Directive: Render the listing below as a JSON list of strings, one string per line and no blank lines, from its first line through the line that contains "M 95 115 L 94", both included. Leave the picture out.
* * *
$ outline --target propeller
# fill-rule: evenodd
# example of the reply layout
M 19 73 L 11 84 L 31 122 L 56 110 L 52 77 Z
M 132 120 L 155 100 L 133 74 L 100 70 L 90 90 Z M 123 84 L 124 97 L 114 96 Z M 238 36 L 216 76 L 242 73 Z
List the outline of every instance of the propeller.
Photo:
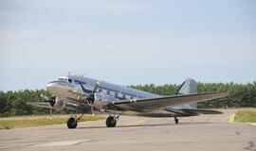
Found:
M 56 101 L 55 101 L 56 96 L 48 97 L 48 96 L 46 96 L 46 95 L 41 93 L 40 97 L 43 98 L 43 99 L 45 99 L 46 102 L 48 102 L 48 103 L 49 103 L 49 108 L 50 108 L 50 109 L 49 109 L 49 115 L 50 115 L 50 117 L 51 117 L 51 115 L 52 115 L 52 108 L 53 108 L 53 106 L 54 106 L 54 104 L 55 104 L 55 102 L 56 102 Z
M 95 115 L 94 114 L 94 108 L 93 108 L 93 104 L 94 104 L 94 101 L 95 101 L 95 92 L 98 89 L 98 87 L 100 86 L 100 82 L 96 82 L 93 90 L 92 90 L 92 92 L 89 94 L 89 96 L 86 98 L 87 100 L 87 104 L 91 107 L 91 112 L 92 112 L 92 115 Z

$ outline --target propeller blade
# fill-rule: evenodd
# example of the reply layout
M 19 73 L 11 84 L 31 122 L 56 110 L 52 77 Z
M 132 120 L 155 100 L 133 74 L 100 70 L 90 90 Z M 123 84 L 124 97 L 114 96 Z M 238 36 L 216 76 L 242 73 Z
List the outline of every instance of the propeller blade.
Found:
M 52 114 L 52 107 L 50 107 L 50 117 L 51 117 L 51 114 Z
M 92 90 L 91 94 L 94 94 L 96 92 L 96 90 L 98 89 L 99 86 L 100 86 L 100 82 L 98 81 L 98 82 L 96 82 L 96 84 L 95 84 L 95 86 L 94 86 L 94 88 Z
M 48 102 L 48 100 L 49 100 L 49 97 L 46 96 L 46 95 L 45 95 L 45 94 L 43 94 L 43 93 L 41 93 L 40 97 L 43 98 L 43 99 L 45 99 L 46 102 Z
M 91 106 L 91 112 L 92 112 L 92 116 L 94 116 L 94 109 L 93 109 L 93 106 Z

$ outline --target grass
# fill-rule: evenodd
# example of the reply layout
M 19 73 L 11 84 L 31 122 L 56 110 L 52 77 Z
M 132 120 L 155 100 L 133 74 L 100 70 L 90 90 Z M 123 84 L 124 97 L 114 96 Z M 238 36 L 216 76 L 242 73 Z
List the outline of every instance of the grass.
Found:
M 69 116 L 31 116 L 31 117 L 15 117 L 0 119 L 0 129 L 23 128 L 31 126 L 42 126 L 49 125 L 65 124 Z M 80 122 L 96 121 L 104 119 L 99 115 L 83 115 Z
M 238 110 L 235 115 L 235 122 L 256 123 L 256 109 Z

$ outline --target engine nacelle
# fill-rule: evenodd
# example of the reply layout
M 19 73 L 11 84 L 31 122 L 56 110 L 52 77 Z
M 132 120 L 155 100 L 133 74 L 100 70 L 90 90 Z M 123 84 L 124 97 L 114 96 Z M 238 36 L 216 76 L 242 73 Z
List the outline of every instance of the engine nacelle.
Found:
M 96 92 L 94 94 L 94 103 L 93 103 L 93 107 L 98 108 L 98 109 L 102 109 L 105 105 L 118 100 L 117 98 L 115 98 L 114 96 L 111 95 L 107 95 L 104 94 L 102 92 Z
M 63 107 L 64 107 L 65 102 L 62 101 L 59 97 L 57 96 L 51 96 L 48 99 L 49 105 L 54 108 L 54 109 L 61 109 Z

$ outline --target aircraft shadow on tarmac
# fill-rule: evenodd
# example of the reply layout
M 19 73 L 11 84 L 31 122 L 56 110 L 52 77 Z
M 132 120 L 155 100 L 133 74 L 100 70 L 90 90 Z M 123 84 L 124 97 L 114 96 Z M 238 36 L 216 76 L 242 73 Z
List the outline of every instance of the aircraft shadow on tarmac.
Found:
M 216 124 L 216 123 L 202 123 L 202 122 L 198 122 L 198 123 L 181 123 L 178 125 L 175 124 L 155 124 L 155 125 L 127 125 L 127 126 L 117 126 L 114 128 L 124 128 L 124 127 L 153 127 L 153 126 L 189 126 L 189 125 L 198 125 L 198 124 L 203 124 L 203 125 L 207 125 L 207 124 Z M 77 129 L 94 129 L 94 128 L 109 128 L 106 127 L 105 126 L 84 126 L 84 127 L 77 127 Z

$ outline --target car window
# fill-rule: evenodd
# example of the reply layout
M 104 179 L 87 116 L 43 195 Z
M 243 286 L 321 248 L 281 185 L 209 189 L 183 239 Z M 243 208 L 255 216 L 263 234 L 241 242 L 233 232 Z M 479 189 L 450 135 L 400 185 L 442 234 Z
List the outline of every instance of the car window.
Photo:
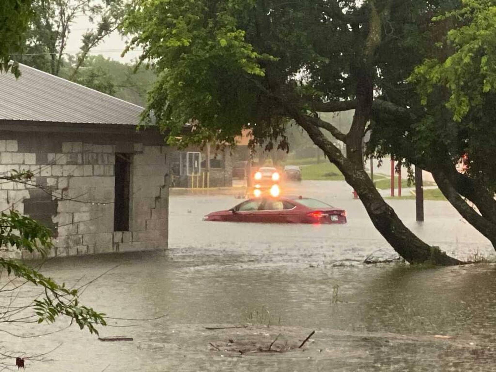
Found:
M 297 201 L 300 204 L 303 204 L 306 207 L 309 208 L 332 208 L 332 205 L 330 205 L 323 201 L 317 200 L 316 199 L 302 198 L 299 199 Z
M 263 205 L 263 210 L 282 210 L 284 204 L 281 200 L 267 200 Z
M 248 200 L 240 204 L 235 209 L 236 210 L 240 212 L 243 211 L 258 210 L 258 207 L 260 206 L 261 202 L 262 201 L 261 200 Z

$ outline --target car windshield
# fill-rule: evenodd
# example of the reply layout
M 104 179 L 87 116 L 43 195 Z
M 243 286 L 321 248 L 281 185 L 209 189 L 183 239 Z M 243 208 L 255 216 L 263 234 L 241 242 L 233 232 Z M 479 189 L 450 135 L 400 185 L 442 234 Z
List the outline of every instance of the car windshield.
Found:
M 258 210 L 262 201 L 260 199 L 248 200 L 234 207 L 234 210 L 243 212 L 244 211 Z
M 263 174 L 272 174 L 275 171 L 275 168 L 260 168 L 258 170 L 258 172 Z
M 306 198 L 299 199 L 298 200 L 296 200 L 296 201 L 301 204 L 305 205 L 306 207 L 308 207 L 309 208 L 333 208 L 332 205 L 330 205 L 327 203 L 324 203 L 323 201 L 317 200 L 316 199 Z

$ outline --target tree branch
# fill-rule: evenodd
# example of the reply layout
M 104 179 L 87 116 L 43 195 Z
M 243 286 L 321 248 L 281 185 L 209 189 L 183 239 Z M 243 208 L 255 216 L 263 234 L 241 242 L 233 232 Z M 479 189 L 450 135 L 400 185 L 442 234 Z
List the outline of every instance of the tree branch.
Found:
M 357 107 L 357 100 L 330 101 L 327 102 L 312 102 L 310 105 L 312 110 L 321 113 L 335 113 L 339 111 L 347 111 L 354 110 Z
M 342 142 L 346 143 L 346 135 L 331 124 L 331 123 L 325 122 L 319 118 L 309 117 L 308 119 L 309 122 L 315 126 L 325 129 L 332 134 L 336 139 L 338 139 Z

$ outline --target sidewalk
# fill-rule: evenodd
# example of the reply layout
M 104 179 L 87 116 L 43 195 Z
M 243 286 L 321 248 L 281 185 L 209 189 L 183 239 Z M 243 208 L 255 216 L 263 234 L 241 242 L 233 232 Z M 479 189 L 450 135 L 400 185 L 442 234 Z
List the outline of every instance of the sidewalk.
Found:
M 389 178 L 391 176 L 391 162 L 390 159 L 384 159 L 382 162 L 382 165 L 378 166 L 379 161 L 377 159 L 373 159 L 373 173 L 374 174 L 380 174 L 381 175 L 386 176 Z M 395 163 L 395 165 L 396 165 Z M 365 170 L 370 174 L 370 160 L 367 160 L 365 162 Z M 408 174 L 407 169 L 405 167 L 401 167 L 401 176 L 403 178 L 406 178 Z M 395 177 L 398 177 L 398 175 L 395 175 Z M 434 182 L 434 178 L 429 172 L 426 171 L 422 171 L 422 178 L 424 181 Z

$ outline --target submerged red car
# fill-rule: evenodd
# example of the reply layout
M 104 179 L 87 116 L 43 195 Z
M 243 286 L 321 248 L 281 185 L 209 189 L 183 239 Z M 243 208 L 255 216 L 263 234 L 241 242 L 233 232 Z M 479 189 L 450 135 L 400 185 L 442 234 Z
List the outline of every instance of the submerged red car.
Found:
M 345 224 L 346 211 L 316 199 L 295 196 L 249 199 L 230 209 L 213 212 L 206 221 L 268 223 Z

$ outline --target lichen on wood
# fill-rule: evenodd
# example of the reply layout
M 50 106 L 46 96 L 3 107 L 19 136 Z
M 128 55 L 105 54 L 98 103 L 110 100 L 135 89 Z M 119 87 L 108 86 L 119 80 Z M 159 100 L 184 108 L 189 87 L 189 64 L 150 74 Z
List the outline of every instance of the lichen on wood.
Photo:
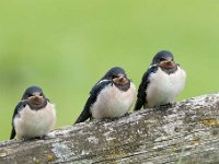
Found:
M 219 163 L 219 93 L 0 142 L 0 163 Z

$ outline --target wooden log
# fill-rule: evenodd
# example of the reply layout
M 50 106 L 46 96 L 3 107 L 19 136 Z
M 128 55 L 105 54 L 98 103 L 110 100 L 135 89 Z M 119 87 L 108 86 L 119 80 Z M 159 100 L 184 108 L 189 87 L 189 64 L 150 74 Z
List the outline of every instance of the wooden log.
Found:
M 219 163 L 219 93 L 0 142 L 0 163 Z

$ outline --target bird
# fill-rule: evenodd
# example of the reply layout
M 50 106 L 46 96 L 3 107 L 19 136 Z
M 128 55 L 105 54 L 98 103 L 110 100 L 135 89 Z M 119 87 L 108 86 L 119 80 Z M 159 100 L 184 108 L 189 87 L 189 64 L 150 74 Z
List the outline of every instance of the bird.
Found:
M 161 50 L 141 79 L 134 110 L 174 103 L 185 86 L 186 72 L 174 61 L 173 54 Z
M 114 119 L 128 114 L 136 99 L 136 86 L 120 67 L 113 67 L 92 87 L 74 124 L 87 119 Z
M 55 105 L 46 98 L 42 89 L 30 86 L 15 106 L 10 140 L 45 137 L 56 122 Z

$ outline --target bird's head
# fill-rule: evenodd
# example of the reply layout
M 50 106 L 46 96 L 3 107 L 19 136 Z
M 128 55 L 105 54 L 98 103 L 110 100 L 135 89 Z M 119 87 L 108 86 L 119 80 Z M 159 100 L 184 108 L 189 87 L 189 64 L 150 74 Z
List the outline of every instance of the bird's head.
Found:
M 27 87 L 22 96 L 22 101 L 26 101 L 32 109 L 41 109 L 47 105 L 47 99 L 38 86 Z
M 151 65 L 157 65 L 163 69 L 173 69 L 175 68 L 176 63 L 174 61 L 173 54 L 168 50 L 159 51 L 152 60 Z
M 126 72 L 120 67 L 114 67 L 110 69 L 102 80 L 111 80 L 120 90 L 128 90 L 130 86 L 130 80 L 127 78 Z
* * *
Task result:
[
  "$ outline --target propeller",
  "# fill-rule: evenodd",
  "# example of the reply layout",
  "M 19 73 L 11 84 L 31 122 L 56 110 L 52 77 Z",
  "M 132 120 L 155 100 L 133 74 L 100 70 L 90 90 Z M 123 84 L 124 97 L 114 96 Z M 238 36 L 216 76 L 242 73 Z",
  "List the outline of every instance of the propeller.",
  "Photo:",
  "Found:",
  "M 56 101 L 55 101 L 56 96 L 48 97 L 48 96 L 46 96 L 46 95 L 41 93 L 40 97 L 43 98 L 43 99 L 45 99 L 46 102 L 48 102 L 48 103 L 49 103 L 49 108 L 50 108 L 50 109 L 49 109 L 49 115 L 50 115 L 50 117 L 51 117 L 51 115 L 52 115 L 52 108 L 53 108 L 53 106 L 54 106 L 54 104 L 55 104 L 55 102 L 56 102 Z",
  "M 95 115 L 94 114 L 94 108 L 93 108 L 93 104 L 94 104 L 94 101 L 95 101 L 95 92 L 98 89 L 98 87 L 100 86 L 100 82 L 96 82 L 93 90 L 92 90 L 92 92 L 89 94 L 89 96 L 86 98 L 87 100 L 87 104 L 91 107 L 91 112 L 92 112 L 92 115 Z"
]